# WORK TO COMPLETE
1/ Do the following statements agree with the Browser AI API proposal below? Answer yes or no for each and quote the deciding words. (a) The proposal lets websites use AI without sending data to the cloud. (b) The API would be exposed on the navigator object. (c) Websites can create model sessions before permission is granted.
2/ In the Browser AI API proposal below, what model name does the sample code pass when requesting permission?

# EXCERPT

▽

Browser AI API for Utilizing On-Device Models

kenzic commented 3 weeks ago

Introduction

The Browser AI API is a proposal for a new browser feature that makes AI models accessible directly on users' devices through the browser. By offering a simple API available on the window object, this approach would allow websites to leverage AI without sending data to the cloud, preserving privacy, reducing latency, and enabling offline functionality.

This is about empowering developers to integrate advanced AI into web apps—without needing heavy infrastructure—while giving users control over their data and the models they choose to run. Imagine a world where on-device AI enhances web apps in real-time, with no data leaving the device and no reliance on external servers.

The API would let developers:

Query available AI models on a users' device.
Request user permission to access specific models.
Create sessions with the models.
Perform common tasks like text generation, embeddings, and chat.

By running models directly on the user's hardware, we’re opening up new possibilities for AI-driven web apps while keeping things secure, private, and available offline.

Prototype

I created a prototype of this concept for review: https://github.com/kenzic/browser.ai

API Overview

The proposed API would be exposed on the window.ai object with the following high-level structure:

window.ai = {
  permissions: {
    models: () => Promise<AIModel[]>,
    request: (options: RequestOptions) => Promise<boolean>
  },
  model: {
    info: (options: ModelInfoOptions) => Promise<ModelInfo>,
    connect: (options: ConnectSessionOptions) => Promise<ModelSession>
  }
}

Permissions

Before using any models, websites must first query available models and request permission:

// Get list of available models
const models = await window.ai.permissions.models();

// Request permission for a specific model
const granted = await window.ai.permissions.request({
  model: "llama3.2"
});

Model Sessions

Once permission is granted, websites can create sessions to interact with models:

const session = await window.ai.model.connect({
  model: "llama3.2"

△

[Records from a data source]
▽

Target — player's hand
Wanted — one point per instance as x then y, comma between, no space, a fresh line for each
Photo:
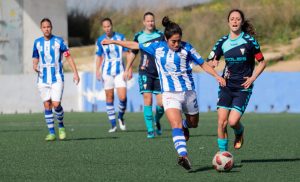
248,82
99,75
221,81
76,78
106,41
127,75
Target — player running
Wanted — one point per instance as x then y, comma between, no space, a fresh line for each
240,50
173,58
148,76
109,58
47,55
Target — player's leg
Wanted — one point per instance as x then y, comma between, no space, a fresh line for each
172,103
147,97
108,83
56,95
159,106
49,118
240,102
191,110
45,94
122,94
224,107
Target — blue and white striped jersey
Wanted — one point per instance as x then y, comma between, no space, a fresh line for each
174,69
50,53
112,63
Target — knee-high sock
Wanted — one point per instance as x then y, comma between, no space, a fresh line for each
223,144
159,113
240,130
148,117
59,112
111,113
50,121
179,141
122,108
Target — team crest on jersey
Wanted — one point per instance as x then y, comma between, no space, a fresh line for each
242,50
211,55
146,44
195,53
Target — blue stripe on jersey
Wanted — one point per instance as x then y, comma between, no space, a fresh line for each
170,82
109,68
182,82
118,67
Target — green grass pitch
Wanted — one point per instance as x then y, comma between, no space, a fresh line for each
271,151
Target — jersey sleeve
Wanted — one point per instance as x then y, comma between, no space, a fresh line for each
64,48
99,48
256,50
35,52
135,39
194,55
125,49
149,47
217,51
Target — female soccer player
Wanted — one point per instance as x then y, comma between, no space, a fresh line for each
240,50
47,62
173,58
109,57
148,76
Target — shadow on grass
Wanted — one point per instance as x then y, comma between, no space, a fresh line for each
15,131
91,138
209,168
269,160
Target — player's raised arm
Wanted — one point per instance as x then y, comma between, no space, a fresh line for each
128,44
74,69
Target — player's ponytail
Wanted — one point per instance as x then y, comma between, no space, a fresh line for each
171,28
247,27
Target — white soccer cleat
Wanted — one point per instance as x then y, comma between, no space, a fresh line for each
122,125
112,130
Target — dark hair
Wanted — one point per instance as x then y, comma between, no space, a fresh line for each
47,20
106,19
171,28
246,25
148,13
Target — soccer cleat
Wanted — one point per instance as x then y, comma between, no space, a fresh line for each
239,140
112,130
184,162
50,137
158,128
150,134
62,133
122,124
186,133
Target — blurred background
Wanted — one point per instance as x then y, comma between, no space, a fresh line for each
277,24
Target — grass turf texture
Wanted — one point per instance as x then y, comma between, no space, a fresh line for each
271,151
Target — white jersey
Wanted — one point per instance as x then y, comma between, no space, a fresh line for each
50,53
174,67
112,63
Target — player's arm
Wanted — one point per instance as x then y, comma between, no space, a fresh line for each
99,61
207,68
71,62
259,69
128,44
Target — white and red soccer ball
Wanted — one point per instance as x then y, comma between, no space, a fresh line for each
223,161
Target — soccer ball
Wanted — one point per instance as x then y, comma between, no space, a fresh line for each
223,161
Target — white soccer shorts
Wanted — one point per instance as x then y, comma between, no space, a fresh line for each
52,91
185,101
111,82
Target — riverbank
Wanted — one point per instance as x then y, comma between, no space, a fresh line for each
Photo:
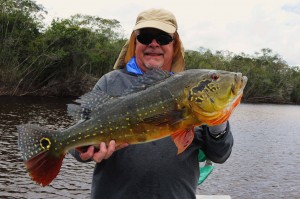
78,86
75,87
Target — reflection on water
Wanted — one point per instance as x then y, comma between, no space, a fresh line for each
266,155
264,162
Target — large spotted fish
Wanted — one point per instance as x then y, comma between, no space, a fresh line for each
157,105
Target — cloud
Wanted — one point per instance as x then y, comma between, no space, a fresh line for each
294,8
233,25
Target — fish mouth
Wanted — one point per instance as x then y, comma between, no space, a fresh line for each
238,86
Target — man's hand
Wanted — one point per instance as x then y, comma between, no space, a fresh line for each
103,153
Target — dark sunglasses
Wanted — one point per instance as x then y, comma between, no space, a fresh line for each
161,39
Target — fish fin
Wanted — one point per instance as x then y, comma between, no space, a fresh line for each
151,77
43,157
183,139
87,103
169,117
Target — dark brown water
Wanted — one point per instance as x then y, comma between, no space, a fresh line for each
264,162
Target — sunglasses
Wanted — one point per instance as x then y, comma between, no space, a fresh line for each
161,39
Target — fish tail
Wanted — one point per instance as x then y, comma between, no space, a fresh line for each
42,155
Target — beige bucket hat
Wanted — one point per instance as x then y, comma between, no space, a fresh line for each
154,18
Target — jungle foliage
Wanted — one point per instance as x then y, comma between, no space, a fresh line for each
68,56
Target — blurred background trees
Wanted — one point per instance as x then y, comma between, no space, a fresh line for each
68,56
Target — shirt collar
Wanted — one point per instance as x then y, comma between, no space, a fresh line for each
132,67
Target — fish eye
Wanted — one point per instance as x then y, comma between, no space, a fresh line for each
214,76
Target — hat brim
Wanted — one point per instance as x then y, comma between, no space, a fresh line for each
156,24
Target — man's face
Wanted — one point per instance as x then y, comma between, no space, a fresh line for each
154,55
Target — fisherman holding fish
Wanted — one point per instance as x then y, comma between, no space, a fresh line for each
145,123
153,169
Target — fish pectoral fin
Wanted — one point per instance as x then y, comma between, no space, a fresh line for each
170,118
183,139
88,103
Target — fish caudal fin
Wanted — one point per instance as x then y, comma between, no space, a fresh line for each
183,139
43,157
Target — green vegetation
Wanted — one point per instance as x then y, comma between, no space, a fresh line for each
69,56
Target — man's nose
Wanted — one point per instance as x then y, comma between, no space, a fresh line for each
154,43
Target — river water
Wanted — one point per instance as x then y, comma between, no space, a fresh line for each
264,162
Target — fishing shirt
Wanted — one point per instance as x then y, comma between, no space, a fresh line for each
152,170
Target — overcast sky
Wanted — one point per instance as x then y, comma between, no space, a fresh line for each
234,25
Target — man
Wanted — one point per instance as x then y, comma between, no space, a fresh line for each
152,170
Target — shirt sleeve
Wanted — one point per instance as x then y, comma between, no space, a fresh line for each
217,150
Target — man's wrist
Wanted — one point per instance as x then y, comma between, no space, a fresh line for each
218,131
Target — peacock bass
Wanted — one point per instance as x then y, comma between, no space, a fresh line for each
158,104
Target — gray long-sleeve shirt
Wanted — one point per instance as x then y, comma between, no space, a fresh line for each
153,170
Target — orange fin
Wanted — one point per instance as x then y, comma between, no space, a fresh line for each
44,167
43,158
183,139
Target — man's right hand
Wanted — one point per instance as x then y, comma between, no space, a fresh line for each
104,152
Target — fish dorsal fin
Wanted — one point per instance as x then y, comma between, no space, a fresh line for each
150,78
87,103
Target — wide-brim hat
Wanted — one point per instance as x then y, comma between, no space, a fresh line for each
159,19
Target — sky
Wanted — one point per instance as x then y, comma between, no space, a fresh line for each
237,26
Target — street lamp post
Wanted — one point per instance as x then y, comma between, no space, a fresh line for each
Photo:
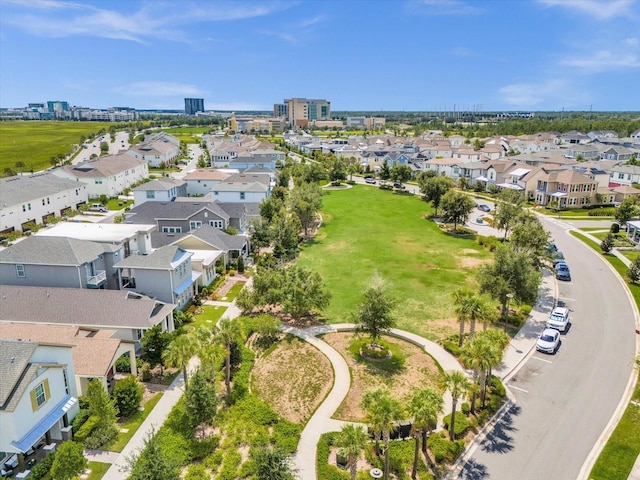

△

# ANSWERS TO THE PROBLEMS
1/
(a) Yes: "this approach would allow websites to leverage AI without sending data to the cloud"
(b) No: "The proposed API would be exposed on the window.ai object"
(c) No: "Once permission is granted, websites can create sessions to interact with models"

2/ "llama3.2"